Clearly, it is the economic policies that have failed, and population has come along as a convenient bogey to hide the policy failures. Indeed, population policy has become a weapon of war against the people themselves, placing the blame on the victims -- the poor -- for India's massive poverty.

The government argues that India's natural resources are simply inadequate to meet the needs of growing numbers of people. But as economists such as the late Julian Simon have pointed out, prices of virtually all major commodities have been falling. This indicates not so much a scarcity of supply in India, but an inability to utilize these resources efficiently due to misguided policies.

Foremost among these have been restrictions on trade. When the British left in 1947, India's share of global trade was about 1.5%. Today it is just 0.7%. Trade was considered incidental to development. Leaders chose to ignore the fact that, just as democracy empowers the people by allowing them to make choices in the political domain, trade empowers them by expanding the range of choices in the economic domain.

Having forsaken the road to empowerment, the state adopted a system of licenses, permits and quotas allegedly to promote planned all-round development and ensure the equitable distribution of resources. The result has been over-centralization, corruption, waste and poverty.

Now some small steps have been taken to liberalize the economy and free the people froom the shackles of state regulations. However, it is not easy for vested interests to give up their privileges. So we still see attempts to resurrect the issue of population growth in order to justify statist policies.

It is claimed that increasing population places unsustainable demands on the environmental resources, and therefore restraint on population is necessary to preserve the health of the nation and the planet. Of course, there has been some significant environmental degradation alongside economic growth. But more often than not, this is due to the failure to bring environmental resources under the discipline of market forces. After all, environmental quality is like any other value-added product. -- economic development alone makes it affordable.

Liberalization and globalization provide the best opportunity to the poorest of the people to escape the clutches of both domestic tyrants and failed policies. So recent protests, particularly in the West, against liberalization and globalization in the name of the poor can at best be misinformed -- at worst racist.

Recurring themes at these protests have been the claim that the present levels of consumption is inequitable, since barely 20% of the population consumes about 80% of the resources, and that these levels of consumption are unsustainable, since the global environment may collapse if all the Indians and Chinese aspire to the consumption patterns of the developed countries.

Maintaining the status quo and requiring those who in any case have very little to consume, can only help perpetuate the gap between the haves and the have-nots. Some intellectuals, with no political constituency, and activists sustained by constituents who don't have any concept of poverty in third world countries, can hope to get away with such iniquitous policies. But no political leader in these countries, least of all a democratic one, can escape the wrath of the people he promotes such an approach.

• [What the task asks]:
In the passage on India's population policy, rewrite the part from "Clearly, it is" up to and including "to misguided policies.", substituting "scapegoat" for "bogey".

• [Information given]:

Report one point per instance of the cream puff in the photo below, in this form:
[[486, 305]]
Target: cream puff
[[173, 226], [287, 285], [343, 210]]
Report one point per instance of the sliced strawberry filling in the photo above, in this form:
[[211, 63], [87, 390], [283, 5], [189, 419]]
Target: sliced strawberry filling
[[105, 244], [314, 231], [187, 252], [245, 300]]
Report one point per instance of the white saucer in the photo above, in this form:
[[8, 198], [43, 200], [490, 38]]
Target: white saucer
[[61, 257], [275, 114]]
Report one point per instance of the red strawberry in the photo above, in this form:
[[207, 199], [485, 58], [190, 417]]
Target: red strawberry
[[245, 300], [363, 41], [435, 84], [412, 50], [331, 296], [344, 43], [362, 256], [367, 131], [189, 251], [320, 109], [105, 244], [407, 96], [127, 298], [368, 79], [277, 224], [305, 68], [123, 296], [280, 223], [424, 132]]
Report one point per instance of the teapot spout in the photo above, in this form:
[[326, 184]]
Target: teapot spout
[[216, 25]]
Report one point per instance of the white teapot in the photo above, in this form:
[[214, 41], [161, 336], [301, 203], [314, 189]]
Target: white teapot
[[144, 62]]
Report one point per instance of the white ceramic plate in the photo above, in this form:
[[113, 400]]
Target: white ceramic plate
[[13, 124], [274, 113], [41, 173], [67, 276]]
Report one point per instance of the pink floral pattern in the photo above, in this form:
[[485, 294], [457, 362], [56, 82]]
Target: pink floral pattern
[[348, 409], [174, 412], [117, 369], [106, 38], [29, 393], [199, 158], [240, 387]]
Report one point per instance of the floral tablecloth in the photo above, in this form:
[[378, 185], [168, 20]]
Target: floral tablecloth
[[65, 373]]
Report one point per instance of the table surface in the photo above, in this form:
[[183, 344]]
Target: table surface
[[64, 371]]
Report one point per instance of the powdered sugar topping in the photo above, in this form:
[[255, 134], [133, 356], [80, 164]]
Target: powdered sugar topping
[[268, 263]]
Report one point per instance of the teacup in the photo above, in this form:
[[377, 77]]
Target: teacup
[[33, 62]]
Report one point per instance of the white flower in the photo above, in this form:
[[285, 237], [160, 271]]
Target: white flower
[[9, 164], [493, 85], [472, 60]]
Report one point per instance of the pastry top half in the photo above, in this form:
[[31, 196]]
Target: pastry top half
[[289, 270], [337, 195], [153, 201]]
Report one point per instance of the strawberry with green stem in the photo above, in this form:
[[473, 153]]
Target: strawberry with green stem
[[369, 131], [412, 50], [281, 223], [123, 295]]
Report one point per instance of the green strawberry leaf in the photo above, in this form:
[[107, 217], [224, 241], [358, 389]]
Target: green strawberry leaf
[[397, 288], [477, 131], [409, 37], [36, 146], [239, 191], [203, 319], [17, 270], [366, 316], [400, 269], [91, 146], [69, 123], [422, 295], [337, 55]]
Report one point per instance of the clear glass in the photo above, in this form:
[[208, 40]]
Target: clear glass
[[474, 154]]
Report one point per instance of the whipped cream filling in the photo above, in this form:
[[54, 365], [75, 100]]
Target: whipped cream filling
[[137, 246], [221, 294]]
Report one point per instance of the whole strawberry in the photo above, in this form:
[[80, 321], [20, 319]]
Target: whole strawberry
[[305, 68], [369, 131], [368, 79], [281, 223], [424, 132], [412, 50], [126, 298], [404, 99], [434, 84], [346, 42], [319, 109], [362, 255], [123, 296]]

---

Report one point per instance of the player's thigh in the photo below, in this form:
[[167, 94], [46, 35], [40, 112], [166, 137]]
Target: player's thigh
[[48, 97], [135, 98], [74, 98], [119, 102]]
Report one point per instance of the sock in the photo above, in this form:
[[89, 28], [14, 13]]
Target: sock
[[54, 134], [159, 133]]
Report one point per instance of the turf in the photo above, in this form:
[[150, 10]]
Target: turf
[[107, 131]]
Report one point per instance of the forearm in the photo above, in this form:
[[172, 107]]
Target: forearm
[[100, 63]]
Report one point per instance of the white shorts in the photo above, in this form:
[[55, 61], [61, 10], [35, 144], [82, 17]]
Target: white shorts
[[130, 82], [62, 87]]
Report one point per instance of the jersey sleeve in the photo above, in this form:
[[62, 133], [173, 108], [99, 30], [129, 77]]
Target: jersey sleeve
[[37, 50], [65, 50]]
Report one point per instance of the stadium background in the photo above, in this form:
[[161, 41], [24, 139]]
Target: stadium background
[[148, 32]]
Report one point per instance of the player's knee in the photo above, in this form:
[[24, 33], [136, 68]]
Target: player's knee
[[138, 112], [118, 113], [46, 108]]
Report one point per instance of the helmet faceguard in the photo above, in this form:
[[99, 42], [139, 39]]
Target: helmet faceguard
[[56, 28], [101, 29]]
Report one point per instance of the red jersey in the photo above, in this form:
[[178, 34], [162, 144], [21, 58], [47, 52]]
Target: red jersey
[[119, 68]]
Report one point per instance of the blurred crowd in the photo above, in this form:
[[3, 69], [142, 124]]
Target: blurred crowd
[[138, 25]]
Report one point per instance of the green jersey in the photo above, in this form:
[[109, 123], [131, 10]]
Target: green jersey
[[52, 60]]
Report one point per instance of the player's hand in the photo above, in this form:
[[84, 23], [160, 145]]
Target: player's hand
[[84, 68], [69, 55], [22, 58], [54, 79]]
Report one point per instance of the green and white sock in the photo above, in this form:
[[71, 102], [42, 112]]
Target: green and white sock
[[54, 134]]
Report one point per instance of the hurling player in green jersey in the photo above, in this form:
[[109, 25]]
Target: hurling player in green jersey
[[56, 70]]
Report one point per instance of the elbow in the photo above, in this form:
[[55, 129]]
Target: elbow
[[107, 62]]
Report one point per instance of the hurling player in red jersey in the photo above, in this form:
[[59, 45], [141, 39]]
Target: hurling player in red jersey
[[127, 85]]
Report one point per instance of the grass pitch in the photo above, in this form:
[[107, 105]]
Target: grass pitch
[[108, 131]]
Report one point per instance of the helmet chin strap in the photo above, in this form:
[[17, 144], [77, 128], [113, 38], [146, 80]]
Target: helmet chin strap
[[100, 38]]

• [Task answer]:
Clearly, it is the economic policies that have failed, and population has come along as a convenient scapegoat to hide the policy failures. Indeed, population policy has become a weapon of war against the people themselves, placing the blame on the victims -- the poor -- for India's massive poverty.

The government argues that India's natural resources are simply inadequate to meet the needs of growing numbers of people. But as economists such as the late Julian Simon have pointed out, prices of virtually all major commodities have been falling. This indicates not so much a scarcity of supply in India, but an inability to utilize these resources efficiently due to misguided policies.